Format the records below as a numbered list, omitting any blank lines. Leave the pictures out of your answer.
--- Start Stored records ---
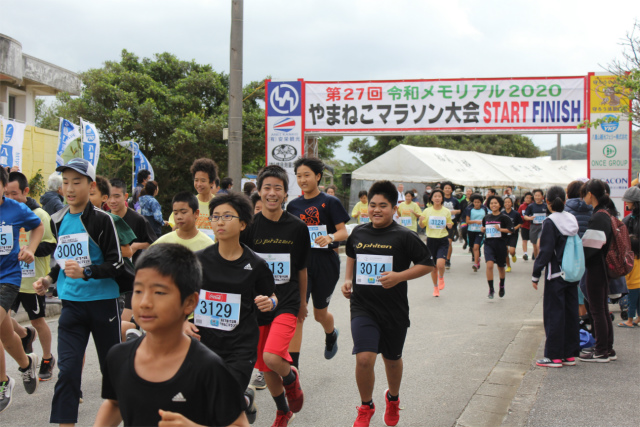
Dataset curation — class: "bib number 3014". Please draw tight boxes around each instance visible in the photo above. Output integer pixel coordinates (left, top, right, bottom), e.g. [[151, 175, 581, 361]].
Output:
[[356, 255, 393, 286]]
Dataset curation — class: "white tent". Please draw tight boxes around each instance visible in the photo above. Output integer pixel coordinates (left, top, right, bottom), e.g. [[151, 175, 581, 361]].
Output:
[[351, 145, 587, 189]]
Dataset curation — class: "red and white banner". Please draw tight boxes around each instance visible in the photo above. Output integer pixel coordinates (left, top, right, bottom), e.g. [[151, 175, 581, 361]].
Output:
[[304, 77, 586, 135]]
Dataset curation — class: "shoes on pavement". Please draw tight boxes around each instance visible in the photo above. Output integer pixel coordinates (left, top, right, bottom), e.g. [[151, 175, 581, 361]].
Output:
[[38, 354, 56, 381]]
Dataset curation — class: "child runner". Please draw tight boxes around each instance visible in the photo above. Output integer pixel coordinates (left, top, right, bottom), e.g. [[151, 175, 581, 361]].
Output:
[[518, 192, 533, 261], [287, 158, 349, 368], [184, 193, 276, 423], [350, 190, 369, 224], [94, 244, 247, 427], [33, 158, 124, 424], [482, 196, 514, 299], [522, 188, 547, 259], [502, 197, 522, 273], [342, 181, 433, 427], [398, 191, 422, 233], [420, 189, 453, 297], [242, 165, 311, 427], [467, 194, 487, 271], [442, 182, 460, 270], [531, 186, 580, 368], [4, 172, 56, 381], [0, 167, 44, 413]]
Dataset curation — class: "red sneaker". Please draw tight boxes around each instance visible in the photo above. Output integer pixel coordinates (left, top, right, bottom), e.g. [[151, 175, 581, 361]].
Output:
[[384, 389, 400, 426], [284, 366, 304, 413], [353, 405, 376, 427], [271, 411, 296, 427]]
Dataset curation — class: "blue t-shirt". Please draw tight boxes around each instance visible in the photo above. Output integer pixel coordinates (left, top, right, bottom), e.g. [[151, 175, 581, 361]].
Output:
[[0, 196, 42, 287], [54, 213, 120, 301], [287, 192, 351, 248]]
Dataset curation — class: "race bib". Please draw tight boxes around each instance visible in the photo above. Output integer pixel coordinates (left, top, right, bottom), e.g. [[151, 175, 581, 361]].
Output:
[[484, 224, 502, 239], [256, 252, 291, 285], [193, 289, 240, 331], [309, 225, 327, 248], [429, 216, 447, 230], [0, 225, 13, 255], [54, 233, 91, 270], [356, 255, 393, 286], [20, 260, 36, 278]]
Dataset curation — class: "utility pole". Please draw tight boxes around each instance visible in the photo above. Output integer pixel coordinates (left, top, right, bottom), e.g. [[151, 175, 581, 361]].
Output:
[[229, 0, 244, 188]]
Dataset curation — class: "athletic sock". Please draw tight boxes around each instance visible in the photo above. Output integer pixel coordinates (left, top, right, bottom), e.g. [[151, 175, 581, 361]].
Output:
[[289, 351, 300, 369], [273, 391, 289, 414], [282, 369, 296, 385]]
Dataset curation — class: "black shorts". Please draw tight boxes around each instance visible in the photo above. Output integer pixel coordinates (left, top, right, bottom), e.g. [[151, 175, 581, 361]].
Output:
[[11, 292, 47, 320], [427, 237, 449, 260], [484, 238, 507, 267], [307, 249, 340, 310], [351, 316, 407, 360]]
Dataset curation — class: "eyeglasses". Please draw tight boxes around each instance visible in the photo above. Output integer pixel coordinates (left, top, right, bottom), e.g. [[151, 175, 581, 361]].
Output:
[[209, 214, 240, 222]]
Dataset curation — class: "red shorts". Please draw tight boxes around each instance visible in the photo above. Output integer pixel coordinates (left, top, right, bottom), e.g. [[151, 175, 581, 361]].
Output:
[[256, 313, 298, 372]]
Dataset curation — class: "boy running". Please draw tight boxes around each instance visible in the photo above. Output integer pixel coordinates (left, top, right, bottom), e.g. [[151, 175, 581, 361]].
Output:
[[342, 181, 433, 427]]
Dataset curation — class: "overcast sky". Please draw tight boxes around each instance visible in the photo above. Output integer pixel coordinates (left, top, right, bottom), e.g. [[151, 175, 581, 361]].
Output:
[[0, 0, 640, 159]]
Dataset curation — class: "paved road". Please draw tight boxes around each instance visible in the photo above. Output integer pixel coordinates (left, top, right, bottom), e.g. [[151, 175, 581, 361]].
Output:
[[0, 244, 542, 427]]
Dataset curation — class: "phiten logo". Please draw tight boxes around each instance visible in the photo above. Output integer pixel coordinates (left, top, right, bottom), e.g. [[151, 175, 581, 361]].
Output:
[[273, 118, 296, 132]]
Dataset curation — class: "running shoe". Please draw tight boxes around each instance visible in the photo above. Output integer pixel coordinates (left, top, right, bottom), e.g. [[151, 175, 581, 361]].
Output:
--- End Stored records ---
§ Task output:
1. Dataset curation — class: "bib number 3014". Please draw tight boxes around each instance visible in the photo above. Output integer pixel coordinates (left, top, right, bottom), e.g. [[151, 175, 581, 361]].
2. Output:
3. [[356, 255, 393, 286]]
4. Dataset curation — class: "white tent". Please draw tight boxes around each instance visible in the photo above. Output integer pixel coordinates (left, top, right, bottom), e.g. [[151, 175, 581, 361]].
5. Output:
6. [[351, 145, 587, 189]]
7. Dataset curation — class: "red and white banner". Please draw tight boxes around each instance visible in the photo above. Output integer pixel coordinates (left, top, right, bottom), e.g. [[151, 175, 581, 361]].
8. Output:
9. [[304, 77, 586, 135]]
10. Dataset curation — class: "shoes on pavement". Please draw tight boxes around each instance visible in the photo above. Output integer pixel coordinates (left, top, right, bottom), e.g. [[151, 175, 581, 361]].
11. Output:
12. [[38, 354, 56, 381]]
13. Dataset curation — class: "child runner". Please draw tight boxes around each instance visible in the photo above. Output integer pixel coordinates (left, top, right, bottom), e.g. [[151, 175, 581, 361]].
14. Output:
15. [[518, 192, 533, 261], [287, 158, 349, 368], [184, 193, 276, 423], [350, 190, 369, 224], [94, 244, 247, 427], [33, 158, 124, 424], [482, 196, 514, 299], [522, 188, 547, 259], [502, 197, 522, 273], [342, 181, 433, 427], [398, 191, 422, 233], [420, 189, 453, 297], [242, 165, 311, 427], [467, 194, 487, 271], [442, 182, 460, 270], [531, 186, 580, 368], [4, 172, 56, 381], [0, 167, 44, 413]]
16. Dataset curation — class: "red sneaker". Please draw tight boxes around each instance visible in the photo above. Output integer pixel coordinates (left, top, right, bottom), e.g. [[151, 175, 581, 361]].
17. Output:
18. [[384, 389, 400, 426], [284, 366, 304, 413], [353, 405, 376, 427], [271, 411, 296, 427]]
19. Dataset curation — class: "blue t-shirt". Please draw tight boxes around each instance visible in the photo above. Output integer pixel coordinates (left, top, right, bottom), e.g. [[151, 175, 581, 361]].
20. Output:
21. [[0, 196, 42, 287], [54, 213, 120, 301], [287, 192, 351, 248]]
22. Dataset curation — class: "race bib". Please draw tight boxes around each instance visible in the photo above. Output integer pixel coordinates (left, top, right, bottom), e.g. [[151, 175, 581, 361]].
23. Output:
24. [[484, 224, 502, 239], [256, 252, 291, 285], [193, 289, 240, 331], [309, 225, 327, 248], [429, 216, 447, 230], [0, 225, 13, 255], [54, 233, 91, 270], [356, 255, 393, 286], [20, 260, 36, 278]]
25. Dataset curation — class: "utility pole". Please draw tight boxes around each instance visible in the photo above. Output integer pixel coordinates (left, top, right, bottom), e.g. [[151, 175, 581, 361]].
26. Output:
27. [[229, 0, 244, 188]]
28. Dataset curation — class: "athletic sock". Please draw tight boxes around each instance visible in the photo above. Output integer pixel coordinates (left, top, right, bottom), e.g. [[151, 175, 581, 361]].
29. Output:
30. [[289, 351, 300, 369], [273, 391, 289, 414], [282, 369, 296, 385]]
31. Dataset curation — class: "black shorts". Please draw tight boxes around each instance visible in the photo above. Output integer pixel coordinates (left, top, right, bottom), e.g. [[151, 175, 581, 361]].
32. Output:
33. [[11, 292, 47, 320], [427, 237, 449, 260], [484, 238, 507, 267], [307, 249, 340, 310], [351, 316, 407, 360]]
34. Dataset curation — class: "eyeglasses". Please draw tight boxes around each instance visible in the photo above. Output integer pixel coordinates (left, top, right, bottom), e.g. [[151, 175, 581, 361]].
35. Output:
36. [[209, 214, 240, 222]]
37. Dataset curation — class: "red shorts". Please draw tight boxes around each instance visible in the photo above. Output integer pixel coordinates (left, top, right, bottom), e.g. [[151, 175, 581, 361]].
38. Output:
39. [[256, 313, 298, 372]]
40. Dataset curation — class: "boy running". Please draw tight boxes around each instance visible in the photo above. Output integer pixel coordinates (left, top, right, bottom), e.g. [[151, 175, 581, 361]].
41. Output:
42. [[342, 181, 433, 427]]
43. Dataset curation — class: "overcast sky". Please draw tight boxes around each instance visible in the photo above. Output integer pixel coordinates (left, top, right, bottom), e.g. [[151, 175, 581, 361]].
44. Output:
45. [[0, 0, 640, 159]]
46. Dataset curation — class: "paved road". Please draw tight boxes around each instance visible in the photo above. Output integer pixel coordinates (left, top, right, bottom), e.g. [[151, 175, 581, 361]].
47. Output:
48. [[0, 244, 542, 427]]
49. Dataset curation — class: "phiten logo". Please draw tight boxes around each instance visible in the photo above. Output integer pixel coordinates (left, top, right, bottom), e.g. [[151, 175, 581, 361]].
50. Output:
51. [[273, 118, 296, 132]]
52. Dataset curation — class: "running shoe". Please draw tight boxes around each instance visible in the photo above. Output integer pixel coordinates (left, top, right, bottom), e.g. [[151, 175, 581, 361]].
53. Output:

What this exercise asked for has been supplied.